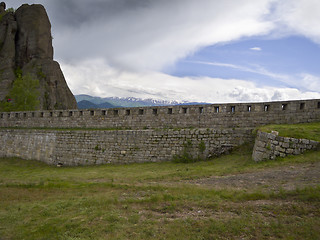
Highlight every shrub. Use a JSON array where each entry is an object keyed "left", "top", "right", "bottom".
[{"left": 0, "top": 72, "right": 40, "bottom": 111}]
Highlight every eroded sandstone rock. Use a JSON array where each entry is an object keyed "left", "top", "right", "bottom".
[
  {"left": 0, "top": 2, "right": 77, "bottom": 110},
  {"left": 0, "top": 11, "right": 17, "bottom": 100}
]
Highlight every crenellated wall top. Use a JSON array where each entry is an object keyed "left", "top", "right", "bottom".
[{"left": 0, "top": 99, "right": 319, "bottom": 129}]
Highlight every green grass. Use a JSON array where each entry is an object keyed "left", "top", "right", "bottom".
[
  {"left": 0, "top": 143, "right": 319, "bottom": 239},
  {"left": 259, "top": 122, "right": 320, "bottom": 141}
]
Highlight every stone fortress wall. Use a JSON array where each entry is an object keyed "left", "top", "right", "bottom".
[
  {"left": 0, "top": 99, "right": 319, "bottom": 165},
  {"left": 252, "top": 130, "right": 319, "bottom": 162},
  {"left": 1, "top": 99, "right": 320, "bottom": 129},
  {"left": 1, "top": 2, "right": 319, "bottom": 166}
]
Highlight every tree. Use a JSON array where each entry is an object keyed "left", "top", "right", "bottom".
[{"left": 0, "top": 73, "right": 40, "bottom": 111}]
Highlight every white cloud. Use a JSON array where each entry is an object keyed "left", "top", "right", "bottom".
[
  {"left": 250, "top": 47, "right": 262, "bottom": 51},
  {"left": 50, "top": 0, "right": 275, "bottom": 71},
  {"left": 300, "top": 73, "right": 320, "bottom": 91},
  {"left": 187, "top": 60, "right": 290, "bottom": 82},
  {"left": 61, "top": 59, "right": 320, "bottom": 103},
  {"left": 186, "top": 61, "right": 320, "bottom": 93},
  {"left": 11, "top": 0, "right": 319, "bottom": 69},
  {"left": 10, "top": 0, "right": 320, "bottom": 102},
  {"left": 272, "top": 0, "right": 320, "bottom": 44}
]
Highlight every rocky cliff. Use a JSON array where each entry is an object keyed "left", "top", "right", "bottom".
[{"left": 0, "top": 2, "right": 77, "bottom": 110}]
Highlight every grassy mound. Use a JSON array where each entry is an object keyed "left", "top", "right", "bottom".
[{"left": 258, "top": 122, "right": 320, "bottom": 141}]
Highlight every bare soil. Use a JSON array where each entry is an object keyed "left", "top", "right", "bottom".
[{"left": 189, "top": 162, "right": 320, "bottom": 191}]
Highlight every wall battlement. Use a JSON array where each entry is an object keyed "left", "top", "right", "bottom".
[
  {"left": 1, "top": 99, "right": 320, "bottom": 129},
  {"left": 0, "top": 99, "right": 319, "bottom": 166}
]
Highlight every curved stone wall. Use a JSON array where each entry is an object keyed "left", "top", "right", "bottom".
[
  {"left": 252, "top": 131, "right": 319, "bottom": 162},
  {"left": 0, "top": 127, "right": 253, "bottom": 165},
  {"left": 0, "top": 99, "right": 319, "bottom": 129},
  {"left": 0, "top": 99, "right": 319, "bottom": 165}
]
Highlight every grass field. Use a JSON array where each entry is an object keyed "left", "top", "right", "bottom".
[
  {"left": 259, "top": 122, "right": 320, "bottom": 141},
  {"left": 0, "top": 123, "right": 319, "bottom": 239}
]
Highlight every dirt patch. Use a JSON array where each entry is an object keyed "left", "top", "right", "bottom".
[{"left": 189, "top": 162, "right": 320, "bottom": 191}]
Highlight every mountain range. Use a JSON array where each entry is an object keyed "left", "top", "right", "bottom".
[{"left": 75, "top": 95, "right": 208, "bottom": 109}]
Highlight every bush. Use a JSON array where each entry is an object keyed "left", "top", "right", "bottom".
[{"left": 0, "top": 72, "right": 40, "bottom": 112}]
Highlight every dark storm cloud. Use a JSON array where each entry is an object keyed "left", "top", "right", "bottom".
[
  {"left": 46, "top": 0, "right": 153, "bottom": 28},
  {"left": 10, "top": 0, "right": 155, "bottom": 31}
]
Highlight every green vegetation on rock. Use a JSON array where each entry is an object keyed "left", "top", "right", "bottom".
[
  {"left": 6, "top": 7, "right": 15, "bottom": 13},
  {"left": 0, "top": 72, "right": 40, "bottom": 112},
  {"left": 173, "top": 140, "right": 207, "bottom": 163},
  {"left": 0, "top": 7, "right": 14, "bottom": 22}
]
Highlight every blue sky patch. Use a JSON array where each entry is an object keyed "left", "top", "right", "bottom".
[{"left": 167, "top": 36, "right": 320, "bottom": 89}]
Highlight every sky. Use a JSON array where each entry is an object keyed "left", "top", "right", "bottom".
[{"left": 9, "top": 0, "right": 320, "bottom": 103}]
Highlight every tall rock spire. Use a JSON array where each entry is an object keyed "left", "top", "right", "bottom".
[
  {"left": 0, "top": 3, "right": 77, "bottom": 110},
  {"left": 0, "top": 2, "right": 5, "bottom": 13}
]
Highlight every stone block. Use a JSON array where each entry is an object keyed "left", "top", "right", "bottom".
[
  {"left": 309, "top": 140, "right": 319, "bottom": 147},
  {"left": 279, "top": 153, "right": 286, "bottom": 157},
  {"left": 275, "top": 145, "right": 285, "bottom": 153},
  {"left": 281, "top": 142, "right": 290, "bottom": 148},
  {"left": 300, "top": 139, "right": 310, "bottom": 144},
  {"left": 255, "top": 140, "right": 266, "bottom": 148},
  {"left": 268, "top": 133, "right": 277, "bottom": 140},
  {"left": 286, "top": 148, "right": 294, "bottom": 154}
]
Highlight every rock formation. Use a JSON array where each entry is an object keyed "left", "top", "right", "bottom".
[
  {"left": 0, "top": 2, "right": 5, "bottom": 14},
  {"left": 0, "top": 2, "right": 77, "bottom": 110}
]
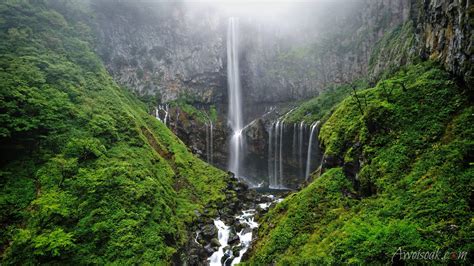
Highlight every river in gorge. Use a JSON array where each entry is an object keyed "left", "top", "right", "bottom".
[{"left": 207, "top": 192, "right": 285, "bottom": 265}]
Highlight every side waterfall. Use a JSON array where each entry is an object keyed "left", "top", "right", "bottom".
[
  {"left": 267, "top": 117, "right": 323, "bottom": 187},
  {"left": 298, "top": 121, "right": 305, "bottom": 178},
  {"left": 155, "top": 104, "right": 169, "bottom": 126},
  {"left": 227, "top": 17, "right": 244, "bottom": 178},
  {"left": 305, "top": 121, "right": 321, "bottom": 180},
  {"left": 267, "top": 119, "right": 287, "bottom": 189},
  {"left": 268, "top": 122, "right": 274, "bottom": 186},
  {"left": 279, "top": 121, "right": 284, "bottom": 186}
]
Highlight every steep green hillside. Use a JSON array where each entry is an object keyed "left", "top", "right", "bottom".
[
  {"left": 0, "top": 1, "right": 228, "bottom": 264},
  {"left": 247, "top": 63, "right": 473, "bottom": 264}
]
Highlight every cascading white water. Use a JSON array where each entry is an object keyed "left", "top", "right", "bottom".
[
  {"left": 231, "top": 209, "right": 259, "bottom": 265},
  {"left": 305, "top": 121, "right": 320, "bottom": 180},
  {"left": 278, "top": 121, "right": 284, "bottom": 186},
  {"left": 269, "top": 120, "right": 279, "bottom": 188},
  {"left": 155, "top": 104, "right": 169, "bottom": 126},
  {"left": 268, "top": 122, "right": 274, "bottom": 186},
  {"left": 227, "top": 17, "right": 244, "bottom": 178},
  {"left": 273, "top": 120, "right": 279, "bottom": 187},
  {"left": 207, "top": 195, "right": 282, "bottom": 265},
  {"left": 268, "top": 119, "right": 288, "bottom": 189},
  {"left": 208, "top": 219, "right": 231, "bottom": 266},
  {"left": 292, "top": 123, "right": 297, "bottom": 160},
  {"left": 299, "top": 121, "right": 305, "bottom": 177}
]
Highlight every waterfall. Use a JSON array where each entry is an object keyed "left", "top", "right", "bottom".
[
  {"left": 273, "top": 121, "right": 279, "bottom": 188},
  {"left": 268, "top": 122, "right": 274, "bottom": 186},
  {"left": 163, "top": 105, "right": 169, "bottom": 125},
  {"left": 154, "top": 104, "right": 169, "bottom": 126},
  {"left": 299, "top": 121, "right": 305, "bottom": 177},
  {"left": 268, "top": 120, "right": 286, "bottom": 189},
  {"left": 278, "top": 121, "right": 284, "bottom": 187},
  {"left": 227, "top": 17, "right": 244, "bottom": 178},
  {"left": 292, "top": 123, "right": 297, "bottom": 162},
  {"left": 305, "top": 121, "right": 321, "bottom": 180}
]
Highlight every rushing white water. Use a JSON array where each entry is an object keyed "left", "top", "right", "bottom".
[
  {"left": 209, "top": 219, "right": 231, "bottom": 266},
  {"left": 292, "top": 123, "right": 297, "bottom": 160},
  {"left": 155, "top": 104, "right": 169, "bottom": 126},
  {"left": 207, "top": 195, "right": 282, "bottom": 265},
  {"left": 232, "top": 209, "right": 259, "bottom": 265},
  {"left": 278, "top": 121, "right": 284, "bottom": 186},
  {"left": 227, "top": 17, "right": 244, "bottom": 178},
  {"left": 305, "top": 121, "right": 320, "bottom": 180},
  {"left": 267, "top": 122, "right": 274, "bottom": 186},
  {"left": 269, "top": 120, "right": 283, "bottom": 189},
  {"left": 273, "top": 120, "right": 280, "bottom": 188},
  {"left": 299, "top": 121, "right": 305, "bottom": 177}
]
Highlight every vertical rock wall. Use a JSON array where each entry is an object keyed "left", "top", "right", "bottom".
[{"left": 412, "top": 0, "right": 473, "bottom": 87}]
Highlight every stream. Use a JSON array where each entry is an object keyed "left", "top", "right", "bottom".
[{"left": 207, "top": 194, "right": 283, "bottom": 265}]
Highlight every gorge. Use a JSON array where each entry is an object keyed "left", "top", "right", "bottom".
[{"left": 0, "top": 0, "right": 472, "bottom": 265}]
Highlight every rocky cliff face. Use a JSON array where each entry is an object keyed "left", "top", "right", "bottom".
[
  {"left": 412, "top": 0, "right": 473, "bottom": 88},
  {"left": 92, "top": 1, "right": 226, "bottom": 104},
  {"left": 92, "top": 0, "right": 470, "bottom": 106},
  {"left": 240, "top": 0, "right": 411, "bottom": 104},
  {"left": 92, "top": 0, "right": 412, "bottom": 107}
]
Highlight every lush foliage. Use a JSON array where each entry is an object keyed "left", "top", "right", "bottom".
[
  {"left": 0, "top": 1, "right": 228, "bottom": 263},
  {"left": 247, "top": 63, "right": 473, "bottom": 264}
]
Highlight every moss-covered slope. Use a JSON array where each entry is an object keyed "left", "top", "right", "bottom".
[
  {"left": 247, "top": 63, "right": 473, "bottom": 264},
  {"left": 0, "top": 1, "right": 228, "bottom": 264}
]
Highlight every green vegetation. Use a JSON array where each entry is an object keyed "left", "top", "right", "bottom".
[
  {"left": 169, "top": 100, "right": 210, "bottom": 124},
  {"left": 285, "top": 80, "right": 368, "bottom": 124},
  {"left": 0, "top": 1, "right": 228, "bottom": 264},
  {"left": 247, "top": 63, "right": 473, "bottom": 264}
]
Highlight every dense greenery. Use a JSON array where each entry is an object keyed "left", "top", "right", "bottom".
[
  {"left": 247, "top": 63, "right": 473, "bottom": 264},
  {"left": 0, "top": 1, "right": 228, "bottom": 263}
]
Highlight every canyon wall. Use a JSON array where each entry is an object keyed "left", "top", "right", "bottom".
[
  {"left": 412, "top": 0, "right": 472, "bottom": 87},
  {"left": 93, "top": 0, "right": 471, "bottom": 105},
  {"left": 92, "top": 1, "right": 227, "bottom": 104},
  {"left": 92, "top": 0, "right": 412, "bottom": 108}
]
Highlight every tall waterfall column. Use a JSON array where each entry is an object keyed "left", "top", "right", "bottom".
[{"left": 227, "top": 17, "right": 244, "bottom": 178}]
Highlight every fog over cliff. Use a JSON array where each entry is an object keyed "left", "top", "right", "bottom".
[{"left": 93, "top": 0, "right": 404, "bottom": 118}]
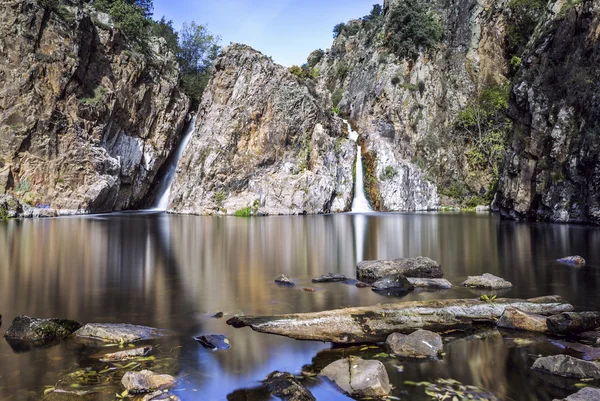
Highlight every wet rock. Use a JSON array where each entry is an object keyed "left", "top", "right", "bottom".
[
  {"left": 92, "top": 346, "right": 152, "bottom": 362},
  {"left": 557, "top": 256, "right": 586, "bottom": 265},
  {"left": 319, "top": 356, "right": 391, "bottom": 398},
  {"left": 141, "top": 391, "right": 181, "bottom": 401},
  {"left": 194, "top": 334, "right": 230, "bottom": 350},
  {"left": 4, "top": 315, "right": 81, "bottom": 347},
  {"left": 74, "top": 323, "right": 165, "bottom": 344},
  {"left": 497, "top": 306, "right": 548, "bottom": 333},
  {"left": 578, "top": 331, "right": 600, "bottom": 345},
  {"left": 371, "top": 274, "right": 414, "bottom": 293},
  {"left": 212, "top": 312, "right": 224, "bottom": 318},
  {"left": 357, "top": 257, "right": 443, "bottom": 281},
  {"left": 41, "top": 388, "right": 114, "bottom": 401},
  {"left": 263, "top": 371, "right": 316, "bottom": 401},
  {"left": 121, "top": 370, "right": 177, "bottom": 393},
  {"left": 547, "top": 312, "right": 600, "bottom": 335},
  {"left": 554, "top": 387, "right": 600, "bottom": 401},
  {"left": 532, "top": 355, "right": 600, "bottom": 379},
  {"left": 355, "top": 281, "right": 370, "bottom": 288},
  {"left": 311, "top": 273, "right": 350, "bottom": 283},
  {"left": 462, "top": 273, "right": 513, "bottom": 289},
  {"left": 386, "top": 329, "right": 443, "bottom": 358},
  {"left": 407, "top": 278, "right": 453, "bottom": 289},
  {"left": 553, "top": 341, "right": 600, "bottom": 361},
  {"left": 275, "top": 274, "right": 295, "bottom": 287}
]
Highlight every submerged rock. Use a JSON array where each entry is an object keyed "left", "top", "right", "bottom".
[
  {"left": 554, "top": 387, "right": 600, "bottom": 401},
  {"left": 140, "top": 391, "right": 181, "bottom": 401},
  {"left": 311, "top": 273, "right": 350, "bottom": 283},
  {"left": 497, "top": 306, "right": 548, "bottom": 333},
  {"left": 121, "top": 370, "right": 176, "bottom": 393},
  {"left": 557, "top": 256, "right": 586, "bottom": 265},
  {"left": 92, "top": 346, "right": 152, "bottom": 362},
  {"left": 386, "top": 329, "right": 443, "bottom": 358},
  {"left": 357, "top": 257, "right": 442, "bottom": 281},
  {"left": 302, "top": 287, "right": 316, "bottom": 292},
..............................
Beginning with the line that contains "Highlight every submerged", return every line to the end of the listing, unchanged, and nothing else.

Highlight every submerged rock. Use a JSON array where each entry is an object keyed "left", "top", "right", "bottom".
[
  {"left": 554, "top": 387, "right": 600, "bottom": 401},
  {"left": 140, "top": 391, "right": 181, "bottom": 401},
  {"left": 311, "top": 273, "right": 350, "bottom": 283},
  {"left": 497, "top": 306, "right": 548, "bottom": 333},
  {"left": 121, "top": 370, "right": 176, "bottom": 393},
  {"left": 557, "top": 256, "right": 586, "bottom": 265},
  {"left": 92, "top": 346, "right": 152, "bottom": 362},
  {"left": 386, "top": 329, "right": 443, "bottom": 358},
  {"left": 357, "top": 257, "right": 442, "bottom": 281},
  {"left": 302, "top": 287, "right": 316, "bottom": 292},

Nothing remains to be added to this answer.